Task to carry out: Copy each line of the following material exactly.

»»

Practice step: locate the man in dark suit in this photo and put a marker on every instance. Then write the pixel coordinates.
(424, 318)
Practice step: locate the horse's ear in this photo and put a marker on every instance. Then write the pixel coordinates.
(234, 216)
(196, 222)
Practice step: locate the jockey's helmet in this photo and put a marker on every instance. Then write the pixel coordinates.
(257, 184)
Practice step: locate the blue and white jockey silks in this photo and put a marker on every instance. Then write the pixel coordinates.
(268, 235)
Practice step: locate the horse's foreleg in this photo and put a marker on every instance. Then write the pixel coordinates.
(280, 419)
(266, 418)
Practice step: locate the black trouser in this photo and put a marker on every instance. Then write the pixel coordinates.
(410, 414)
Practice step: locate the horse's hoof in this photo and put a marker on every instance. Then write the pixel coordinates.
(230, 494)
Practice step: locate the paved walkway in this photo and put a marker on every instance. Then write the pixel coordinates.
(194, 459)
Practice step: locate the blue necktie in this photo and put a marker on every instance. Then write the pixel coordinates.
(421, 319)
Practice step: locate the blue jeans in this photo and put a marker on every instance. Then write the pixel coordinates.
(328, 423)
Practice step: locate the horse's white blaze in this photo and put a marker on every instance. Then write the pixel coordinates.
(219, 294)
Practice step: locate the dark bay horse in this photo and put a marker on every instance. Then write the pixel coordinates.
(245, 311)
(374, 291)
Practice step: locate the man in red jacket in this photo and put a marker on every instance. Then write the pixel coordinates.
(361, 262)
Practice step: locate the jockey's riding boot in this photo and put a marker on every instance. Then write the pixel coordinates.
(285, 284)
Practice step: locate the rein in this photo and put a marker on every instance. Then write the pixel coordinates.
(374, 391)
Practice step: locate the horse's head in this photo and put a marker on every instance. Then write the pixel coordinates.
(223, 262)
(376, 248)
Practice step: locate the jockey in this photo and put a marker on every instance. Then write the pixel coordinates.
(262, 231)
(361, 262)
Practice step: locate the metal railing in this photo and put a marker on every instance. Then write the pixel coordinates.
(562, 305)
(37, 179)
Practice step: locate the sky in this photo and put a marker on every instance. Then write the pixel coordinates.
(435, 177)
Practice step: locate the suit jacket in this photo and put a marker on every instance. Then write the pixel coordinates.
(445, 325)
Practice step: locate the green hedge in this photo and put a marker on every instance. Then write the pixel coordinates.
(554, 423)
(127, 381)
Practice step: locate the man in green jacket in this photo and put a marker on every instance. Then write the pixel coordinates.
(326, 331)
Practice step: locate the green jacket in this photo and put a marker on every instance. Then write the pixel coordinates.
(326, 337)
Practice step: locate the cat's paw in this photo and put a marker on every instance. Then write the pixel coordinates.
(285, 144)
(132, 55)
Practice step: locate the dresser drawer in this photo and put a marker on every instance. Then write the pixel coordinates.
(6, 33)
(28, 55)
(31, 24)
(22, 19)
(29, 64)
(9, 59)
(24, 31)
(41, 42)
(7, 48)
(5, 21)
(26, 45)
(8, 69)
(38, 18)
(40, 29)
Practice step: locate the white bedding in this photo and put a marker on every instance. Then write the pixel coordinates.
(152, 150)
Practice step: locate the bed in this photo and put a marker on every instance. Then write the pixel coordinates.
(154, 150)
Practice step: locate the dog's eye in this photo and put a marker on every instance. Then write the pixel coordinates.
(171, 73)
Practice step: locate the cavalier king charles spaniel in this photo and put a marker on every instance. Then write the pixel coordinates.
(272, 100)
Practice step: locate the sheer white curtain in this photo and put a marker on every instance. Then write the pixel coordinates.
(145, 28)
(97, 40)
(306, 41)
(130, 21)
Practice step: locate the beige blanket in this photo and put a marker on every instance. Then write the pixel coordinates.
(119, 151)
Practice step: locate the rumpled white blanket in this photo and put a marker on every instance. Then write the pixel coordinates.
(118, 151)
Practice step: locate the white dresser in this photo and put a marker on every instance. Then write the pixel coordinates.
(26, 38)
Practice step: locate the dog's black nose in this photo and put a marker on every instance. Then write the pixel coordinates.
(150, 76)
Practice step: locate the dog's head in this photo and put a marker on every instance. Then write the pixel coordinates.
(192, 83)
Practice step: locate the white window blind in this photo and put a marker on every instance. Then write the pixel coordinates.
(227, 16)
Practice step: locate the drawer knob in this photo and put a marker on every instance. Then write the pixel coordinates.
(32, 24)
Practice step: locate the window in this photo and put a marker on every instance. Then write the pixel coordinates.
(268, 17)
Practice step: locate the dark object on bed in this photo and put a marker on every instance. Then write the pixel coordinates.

««

Exercise response:
Practice step: locate the man in dark suit in this photo and put a marker on every instance. Then write the pixel coordinates.
(424, 318)
Practice step: locate the horse's ear in this photo and put a marker on every instance. Then write the pixel coordinates.
(234, 216)
(196, 222)
Practice step: locate the jockey's helmet in this photo and put a marker on every instance. Then write the pixel coordinates.
(257, 184)
Practice step: locate the blue and white jockey silks in this photo and put a marker on every instance. Then write the pixel coordinates.
(268, 235)
Practice step: locate the horse's foreleg in this photo and put a marker on every instance. Then write the pixel coordinates.
(280, 419)
(266, 418)
Practice step: locate the black trouser in this photo and put a marker on every instance. Then write the pixel coordinates.
(410, 414)
Practice step: locate the horse's hoof in this photo and put a marker on every instance. Then write the pixel coordinates.
(230, 494)
Practice step: locate the paved walkway in this photo and put a marker on every instance. Then write the pixel coordinates.
(194, 459)
Practice step: locate the blue necktie in this photo and put a marker on every instance. Then write the pixel coordinates.
(421, 319)
Practice step: locate the blue jeans in this photo and put a marker on every instance. Then write the pixel coordinates.
(328, 423)
Practice step: locate the horse's white blaze in this photo and put a marker on every instance. Then write the pixel coordinates.
(219, 294)
Practice step: locate the dark bay horse in this photo and put a marker on every instance. Then write the pixel coordinates.
(245, 311)
(374, 291)
Practice step: locate the man in red jacket in this photo and put a marker on every instance. Then write the pixel coordinates.
(361, 262)
Practice step: locate the jockey's riding boot in this photo and put a marker on every instance. Then write the pixel coordinates.
(285, 284)
Practice step: locate the rein in this photo and put a marker on every instance. Then write the pixel coordinates.
(374, 391)
Practice step: locate the horse's head in this photo and put a marker on every instance. Then write the pixel coordinates.
(223, 262)
(376, 248)
Practice step: locate the jockey in this photo and put a marker on every instance. Then write the pixel coordinates.
(262, 231)
(361, 262)
Practice step: locate the metal railing in this photo and put a marker on every instance. Then write the pixel coordinates.
(562, 305)
(37, 179)
Practice step: locate the sky in this photo and put a marker on every instance. Then write the pixel coordinates.
(435, 177)
Practice step: locate the suit jacket in this photo and put a marker on every instance. Then write the pixel coordinates.
(445, 325)
Practice step: locate the green hedge in this photo and put a marker on every instance. Then write the pixel coordinates.
(554, 423)
(127, 381)
Practice step: locate the man in green jacket in this photo and put a marker on every instance. Then write the pixel coordinates.
(326, 331)
Practice step: locate the green jacket in this photo and put a marker on every instance. Then write the pixel coordinates.
(326, 337)
Practice step: locate the cat's paw in this photo and put a marker on every instance. Then write the pixel coordinates.
(285, 144)
(132, 55)
Practice step: locate the dresser drawer in this photo and put a marker on every instance. Then write the pixel coordinates.
(6, 33)
(28, 55)
(31, 24)
(22, 19)
(29, 64)
(9, 59)
(24, 31)
(41, 42)
(7, 48)
(5, 21)
(26, 45)
(8, 69)
(38, 18)
(40, 29)
Practice step: locate the white bedding in this photo and put a marker on every instance. Then write the pixel coordinates.
(152, 150)
Practice step: locate the bed in this photo and put a marker on every instance. Then write the pixel coordinates.
(154, 150)
Practice step: locate the dog's eye in this photo and put a marker on every instance. Then write the pixel coordinates.
(171, 73)
Practice step: locate the cavalier king charles spaniel in this photo and put a marker on every instance. Then write the pixel coordinates.
(272, 100)
Practice step: locate the sheer white curtain in this photo and put a marker on every instance. Then write the pixel coordinates.
(145, 28)
(97, 40)
(306, 41)
(130, 21)
Practice step: locate the beige blanket in this photo and put a marker on every instance. Then write the pixel coordinates.
(119, 151)
Practice step: locate the rumpled white blanket in this photo and put a marker on every instance. Then write the pixel coordinates.
(118, 151)
Practice step: locate the white dresser in this photo and put a marker on every instance. Then write the pixel coordinates.
(26, 38)
Practice step: locate the dog's black nose in this photo and put a marker on every instance. Then write the pixel coordinates.
(150, 76)
Practice step: locate the dog's head in this photo and put a marker on every instance. Then write the pixel coordinates.
(192, 83)
Practice step: locate the white window blind in this photo and put a marker on every instance. Then write the pixel coordinates.
(227, 16)
Practice step: locate the drawer knob in this photo and put a marker on every instance. Then write the pixel coordinates.
(32, 24)
Practice step: locate the window in this photo and put a marker on every instance. Then write the pixel coordinates.
(268, 17)
Practice step: locate the dark object on bed in this photo and put a marker on every instance. Then write the pixel coordinates.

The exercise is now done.